> _Aufgabenstellung_
Schreibe den Text über das Fotobuch „Fahrende“ im Anschluss an seinen letzten Satz weiter.

> _Text zum Lesen_
>>>>

Fahrende
Die letzten drei Wochen fand auf dem Cannstatter Wasen wieder das alljährliche Frühlingsfest statt. Die Dirndl- und Lederhosendichte steigt dann rund um Stuttgart (und selbst noch in Tübingen) erheblich an. Und als Benutzer der Regionalzüge ist man abends mit mehr oder weniger alkoholisierten Mitreisenden konfrontiert, die sich auf die ein oder andere Weise des auf dem Fest Genossenen entledigen. Aber man kann natürlich auch einen ganz anderen Blick auf ein solches Event werfen.
Fotografien von Schaustellern
Lillian Birnbaum (geb. 1955) tut das in ihrem Buch „Fahrende“, in dem sie Fotografien von Schaustellern und Zitate aus Gesprächen mit diesen herumreisenden Unternehmern und ihren Angestellten versammelt. Da geht es also weniger um die Besucher von Volksfesten und Jahrmarktsveranstaltungen und die Auswüchse in deren Verhalten, sondern um die Betreiber von modernen Fahrgeschäften, altmodischen Karussels, aber auch von Los- und Schießbuden.
Eigentlich gibt es eine ganze Menge Dinge, die mich an diesem Buch stören: Da wäre der Umschlag, der nicht so ganz zum eigentlich nüchternen Schwarz-Weiß der Abbildungen passt. Auch der Druck des Buches kann mich mit seiner Rasterung und dem manchmal seltsamen Gegensatz zwischen flauen Bildern und solchen mit überstarken Kontrasten nicht überzeugen. Aber letzteres liegt vielleicht auch an den Vorlagen, denn manche der abgebildeten Fotografien zeigen auch überdeutlich Eingriffe in der Dunkelkammer wie z.B. das Abwedeln von Gesichtspartien.
Aber ich hätte das Buch nicht zur Vorstellung hier ausgewählt, wenn ich nicht andererseits von manchen Facetten der Publikation ziemlich angetan wäre. Schließlich enthält Birnbaums Buch einige wirklich starke Bilder: Porträts der so unterschiedlichen Schausteller in ihrer Arbeitsumgebung, ein verzweifelt trauriges Bild mit der Bude „Lustiges Ballwerfen“ oder die Krake des Octopus vor einem grau-schwarzen Wolkenhimmel. Man sieht Bilder vom Auf- und Abbau der Vergnügungsattraktionen. Die sind fast alle etwas melancholisch angehaucht und zeugen gleichzeitig, wie die anderen Bilder auch, von einer gewissen Distanz der Fotografin. Lillian Birnbaums Bilder haben nichts Anbiederndes an sich und vermeiden zugleich alles Spektakuläre. Und trotzdem sind sie ein Blick hinter die Kulissen, was für einige der Bilder wörtlich zu nehmen ist.

<<<<

> _Datenauszug_
>>>>

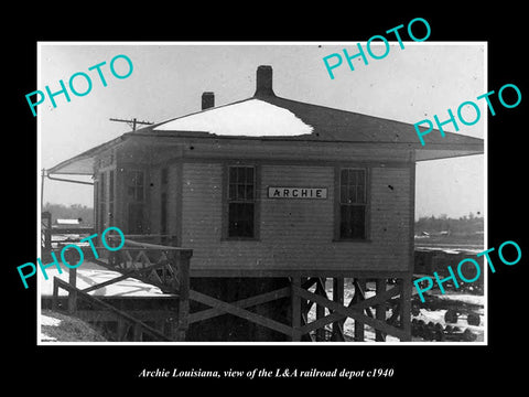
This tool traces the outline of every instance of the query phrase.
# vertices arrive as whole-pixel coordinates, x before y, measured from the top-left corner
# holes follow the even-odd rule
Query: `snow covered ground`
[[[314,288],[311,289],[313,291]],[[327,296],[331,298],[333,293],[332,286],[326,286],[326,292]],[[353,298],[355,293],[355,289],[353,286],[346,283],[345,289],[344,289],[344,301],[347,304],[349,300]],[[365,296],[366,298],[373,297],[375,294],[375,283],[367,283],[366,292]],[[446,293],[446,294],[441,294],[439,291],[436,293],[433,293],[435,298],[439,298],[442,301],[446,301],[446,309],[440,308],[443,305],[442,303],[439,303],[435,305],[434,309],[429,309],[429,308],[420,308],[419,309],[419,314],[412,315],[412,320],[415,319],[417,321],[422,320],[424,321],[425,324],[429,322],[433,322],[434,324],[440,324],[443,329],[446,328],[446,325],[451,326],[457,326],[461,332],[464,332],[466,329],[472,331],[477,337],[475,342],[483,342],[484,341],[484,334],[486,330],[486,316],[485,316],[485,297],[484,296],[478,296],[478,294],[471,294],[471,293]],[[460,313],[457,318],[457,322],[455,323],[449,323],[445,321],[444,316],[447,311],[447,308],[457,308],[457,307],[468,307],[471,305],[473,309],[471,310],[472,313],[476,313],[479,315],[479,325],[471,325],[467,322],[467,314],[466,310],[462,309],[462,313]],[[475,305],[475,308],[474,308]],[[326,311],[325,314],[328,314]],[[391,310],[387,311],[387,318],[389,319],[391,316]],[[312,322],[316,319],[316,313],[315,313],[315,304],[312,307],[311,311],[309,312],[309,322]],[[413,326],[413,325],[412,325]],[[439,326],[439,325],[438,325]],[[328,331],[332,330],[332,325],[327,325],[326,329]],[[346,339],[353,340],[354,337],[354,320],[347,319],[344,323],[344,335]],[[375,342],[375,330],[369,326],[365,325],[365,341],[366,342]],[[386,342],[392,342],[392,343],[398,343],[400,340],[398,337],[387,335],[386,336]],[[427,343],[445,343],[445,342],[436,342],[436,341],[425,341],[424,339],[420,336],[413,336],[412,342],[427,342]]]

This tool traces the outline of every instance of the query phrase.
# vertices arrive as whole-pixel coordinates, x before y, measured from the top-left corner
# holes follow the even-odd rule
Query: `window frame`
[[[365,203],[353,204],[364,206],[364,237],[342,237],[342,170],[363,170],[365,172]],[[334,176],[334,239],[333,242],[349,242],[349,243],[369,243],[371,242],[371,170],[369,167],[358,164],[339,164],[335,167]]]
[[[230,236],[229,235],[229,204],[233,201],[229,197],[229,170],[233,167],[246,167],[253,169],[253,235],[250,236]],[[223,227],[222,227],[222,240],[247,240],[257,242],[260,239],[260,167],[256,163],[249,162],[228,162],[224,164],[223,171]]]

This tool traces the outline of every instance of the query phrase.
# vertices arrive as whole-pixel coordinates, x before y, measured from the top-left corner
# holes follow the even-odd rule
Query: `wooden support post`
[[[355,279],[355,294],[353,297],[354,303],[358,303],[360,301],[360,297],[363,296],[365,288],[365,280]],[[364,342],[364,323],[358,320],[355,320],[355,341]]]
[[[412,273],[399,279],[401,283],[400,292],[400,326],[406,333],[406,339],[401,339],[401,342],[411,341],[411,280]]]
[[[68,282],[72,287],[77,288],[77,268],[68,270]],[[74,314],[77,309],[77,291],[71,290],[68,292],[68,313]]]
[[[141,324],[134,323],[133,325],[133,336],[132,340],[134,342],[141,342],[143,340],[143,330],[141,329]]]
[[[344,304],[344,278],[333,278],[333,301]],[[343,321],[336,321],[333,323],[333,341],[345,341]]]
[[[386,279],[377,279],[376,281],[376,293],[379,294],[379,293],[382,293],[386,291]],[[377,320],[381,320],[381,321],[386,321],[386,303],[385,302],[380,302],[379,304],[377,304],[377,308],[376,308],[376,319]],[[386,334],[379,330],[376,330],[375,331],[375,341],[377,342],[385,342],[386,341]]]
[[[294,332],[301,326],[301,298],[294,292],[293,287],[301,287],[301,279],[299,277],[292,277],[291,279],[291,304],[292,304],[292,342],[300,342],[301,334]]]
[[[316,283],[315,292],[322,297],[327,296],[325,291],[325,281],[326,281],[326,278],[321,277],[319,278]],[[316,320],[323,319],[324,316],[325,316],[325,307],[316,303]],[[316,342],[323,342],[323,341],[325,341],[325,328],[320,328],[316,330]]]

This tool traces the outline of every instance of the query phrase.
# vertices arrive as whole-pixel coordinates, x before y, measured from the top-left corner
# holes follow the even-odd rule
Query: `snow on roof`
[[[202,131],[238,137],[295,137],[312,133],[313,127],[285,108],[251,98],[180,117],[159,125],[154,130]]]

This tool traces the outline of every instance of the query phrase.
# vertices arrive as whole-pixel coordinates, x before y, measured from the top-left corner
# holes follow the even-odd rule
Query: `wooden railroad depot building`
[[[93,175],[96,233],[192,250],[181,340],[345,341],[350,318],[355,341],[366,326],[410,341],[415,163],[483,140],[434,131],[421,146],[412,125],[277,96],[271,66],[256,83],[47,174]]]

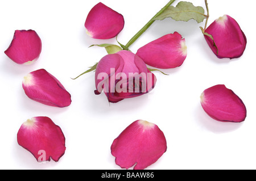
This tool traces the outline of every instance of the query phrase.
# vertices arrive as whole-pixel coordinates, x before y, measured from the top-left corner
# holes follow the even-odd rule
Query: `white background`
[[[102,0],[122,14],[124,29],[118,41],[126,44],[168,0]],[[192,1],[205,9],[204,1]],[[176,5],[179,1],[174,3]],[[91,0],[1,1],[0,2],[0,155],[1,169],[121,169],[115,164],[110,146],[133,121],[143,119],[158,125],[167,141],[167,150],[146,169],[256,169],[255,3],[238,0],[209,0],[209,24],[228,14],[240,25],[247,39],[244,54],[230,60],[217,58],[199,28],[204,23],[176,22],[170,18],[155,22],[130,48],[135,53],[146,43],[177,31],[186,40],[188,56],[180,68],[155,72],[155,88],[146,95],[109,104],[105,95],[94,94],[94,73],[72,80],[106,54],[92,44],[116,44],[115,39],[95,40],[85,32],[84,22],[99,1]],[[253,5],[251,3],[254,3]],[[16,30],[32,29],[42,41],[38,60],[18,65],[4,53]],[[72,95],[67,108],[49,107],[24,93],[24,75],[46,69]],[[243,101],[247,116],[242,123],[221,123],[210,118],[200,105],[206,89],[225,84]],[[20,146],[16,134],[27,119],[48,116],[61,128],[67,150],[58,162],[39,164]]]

<<<<

> _Antwort zur Übung_
Geschichten in und zwischen den Bildern
Im Anschluss an die Bilder findet sich ein Verzeichnis der Abbildungen, in dem die Aufnahmeorte der Fotografien vermerkt sind. Dazu vielleicht noch der Name des Fahrgeschäfts oder ein weiterer kurzer Hinweis. Aber die wirklichen Geschichten, die in diesem Buch erzählt werden, liegen in und zwischen den Bildern. Und in den begleitenden Texten, die Gesprächen mit den Schaustellern entnommen sind. Die sind nicht alle politisch korrekt, vor allem, wenn es um die immer wieder betonte Abgrenzung von den „Zigeunern“ geht. Aber trotzdem zählen diese Zitate zu den Pluspunkten dieses Buches, indem sie einen ausschnitthaften, zusätzlichen Blick in die Lebenssituation dieser Menschen erlauben. Widersprüche zwischen einzelnen Aussagen sind da nicht ausgeschlossen. Aber diese Bandbreite an Sichtweisen ist zugleich auch erhellend und vermeidet eine Gefahr, die Ingrid Puganigg in ihrem kurzen, für mich manchmal etwas kryptischen Einleitungstext anspricht: „ Jemanden zu beschreiben bedeutet für mich, ihn des Einmaligen zu berauben.“
Umschlag: "Vier Frauen. Portraits von Lillian Birnbaum", Edition Braus 1992 |
Lillian Birnbaum dürfte am ehesten durch ihr Buch „Vier Frauen. Portraits von Lillian Birnbaum“ mit Aufnahmen von vier renommierten deutschen Schauspielerinnen bekannt sein. Sunnyi Melles, Barbara Sukowa, Hanna Schygulla und Katharina Thalbach fotografierte sie für dieses 1992 in der Edition Braus erschienene Buch. Eigentlich aber ist "Fahrende" das für mich bei aller Unvollkommenheit und Mängel interessantere Buch. Die von Hand nummerierten Exemplare sind zumeist auch von Lillian Birnbaum signiert.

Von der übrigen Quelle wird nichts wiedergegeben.